Taking the line with "Where can you find the patch" as the first and the line with "Where can you find the rocky ridge" as the last, set down the lines below exactly, pictures excluded.

Records Start Marker

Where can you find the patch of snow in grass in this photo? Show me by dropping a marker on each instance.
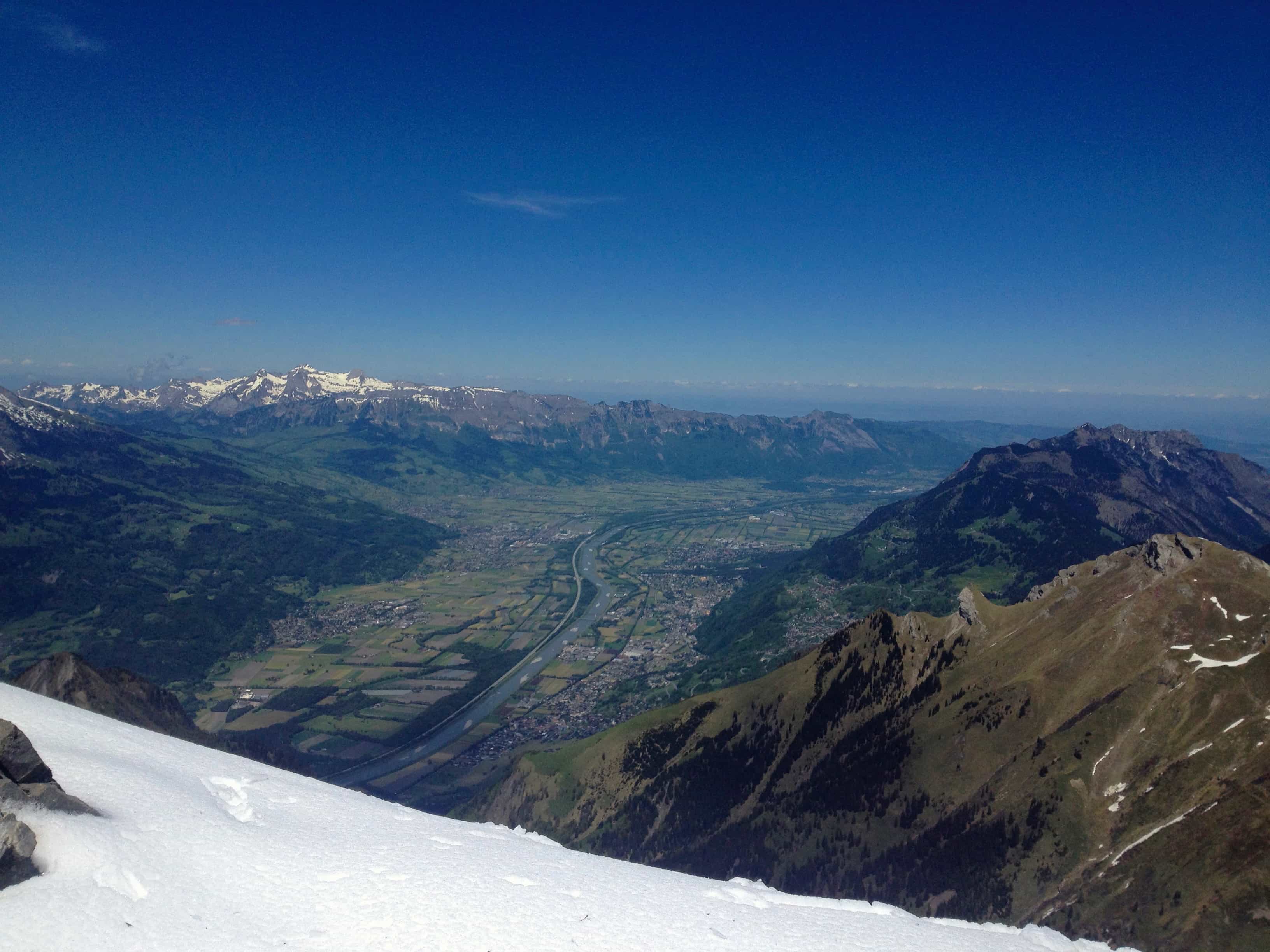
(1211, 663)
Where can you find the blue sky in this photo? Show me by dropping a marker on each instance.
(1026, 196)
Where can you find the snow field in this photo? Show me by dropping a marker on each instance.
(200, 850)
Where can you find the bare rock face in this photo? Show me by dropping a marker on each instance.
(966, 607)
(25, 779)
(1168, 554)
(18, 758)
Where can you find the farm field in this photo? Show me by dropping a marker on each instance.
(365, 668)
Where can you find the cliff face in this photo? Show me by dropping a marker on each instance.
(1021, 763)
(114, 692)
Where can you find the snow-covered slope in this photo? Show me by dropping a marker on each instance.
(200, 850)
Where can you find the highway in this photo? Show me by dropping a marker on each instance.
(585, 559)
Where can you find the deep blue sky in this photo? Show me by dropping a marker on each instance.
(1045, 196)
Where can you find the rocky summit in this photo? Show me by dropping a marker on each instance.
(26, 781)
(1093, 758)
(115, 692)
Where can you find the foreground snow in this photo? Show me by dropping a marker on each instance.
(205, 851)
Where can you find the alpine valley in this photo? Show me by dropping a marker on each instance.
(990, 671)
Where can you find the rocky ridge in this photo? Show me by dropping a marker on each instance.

Records End Marker
Records Start Marker

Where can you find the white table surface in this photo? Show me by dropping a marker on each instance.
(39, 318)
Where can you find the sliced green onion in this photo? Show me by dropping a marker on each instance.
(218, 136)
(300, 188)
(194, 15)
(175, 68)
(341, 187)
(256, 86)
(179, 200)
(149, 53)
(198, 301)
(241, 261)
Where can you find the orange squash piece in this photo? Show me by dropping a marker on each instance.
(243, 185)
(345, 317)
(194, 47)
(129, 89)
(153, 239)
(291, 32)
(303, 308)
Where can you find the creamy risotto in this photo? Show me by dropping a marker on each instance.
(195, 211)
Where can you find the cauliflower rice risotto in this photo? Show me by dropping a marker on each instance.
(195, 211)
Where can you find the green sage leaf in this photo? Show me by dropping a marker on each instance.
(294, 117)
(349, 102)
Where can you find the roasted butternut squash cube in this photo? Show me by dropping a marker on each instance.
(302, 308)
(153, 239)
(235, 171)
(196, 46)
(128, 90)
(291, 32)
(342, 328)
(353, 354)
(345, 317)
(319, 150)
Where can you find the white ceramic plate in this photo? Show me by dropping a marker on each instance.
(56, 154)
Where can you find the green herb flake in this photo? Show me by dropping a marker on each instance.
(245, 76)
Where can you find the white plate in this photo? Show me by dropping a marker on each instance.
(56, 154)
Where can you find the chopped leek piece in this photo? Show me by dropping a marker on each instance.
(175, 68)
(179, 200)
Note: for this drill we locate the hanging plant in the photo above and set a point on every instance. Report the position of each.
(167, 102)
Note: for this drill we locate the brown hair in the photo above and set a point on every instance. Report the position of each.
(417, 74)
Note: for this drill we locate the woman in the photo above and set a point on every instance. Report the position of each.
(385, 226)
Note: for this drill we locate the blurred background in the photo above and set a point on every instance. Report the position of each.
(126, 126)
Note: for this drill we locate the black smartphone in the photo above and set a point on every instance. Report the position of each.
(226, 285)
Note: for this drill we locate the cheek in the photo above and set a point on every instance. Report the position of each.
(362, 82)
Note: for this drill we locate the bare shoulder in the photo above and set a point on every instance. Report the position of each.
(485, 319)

Records End Marker

■ Answer to this exercise ■
Where can you find the patch of snow in grass in this photo? Show me by dropping a marker on each instance.
(1211, 663)
Where can you find the blue sky in this photo? Show me by dropping a marker on each instance.
(1026, 196)
Where can you find the snow field in this photo? Show me by dropping a marker on each instance.
(200, 850)
Where can you find the bare rock face in this photo? Show me by dropping a marker on each instance.
(966, 607)
(25, 779)
(1168, 554)
(18, 758)
Where can you find the farm field in this photo? Show me by dropping a marker on each instance.
(365, 668)
Where can you find the cliff face in this photo? Show me by dropping a marker on each instance.
(1021, 763)
(114, 692)
Where can you find the snow-covered slope in this photo? Show me by dropping a marker on each instance.
(200, 850)
Where can you find the highway in this photo? Show me by dropping a marker on each instance.
(585, 559)
Where can you find the deep blue sky in this photo? Show me by dropping a marker on each instance.
(1045, 196)
Where can you find the rocky summit in this photo? Show me by dropping a marker on each instance.
(26, 781)
(1093, 758)
(115, 692)
Where can you find the foreground snow in this photo? Show me by dropping a marker on each instance.
(205, 851)
Where can you find the alpine valley in this photo? Show me by dropping a marker on each instance.
(990, 671)
Where can you find the rocky ridge in this photo? Show me by dropping a marker on each instance.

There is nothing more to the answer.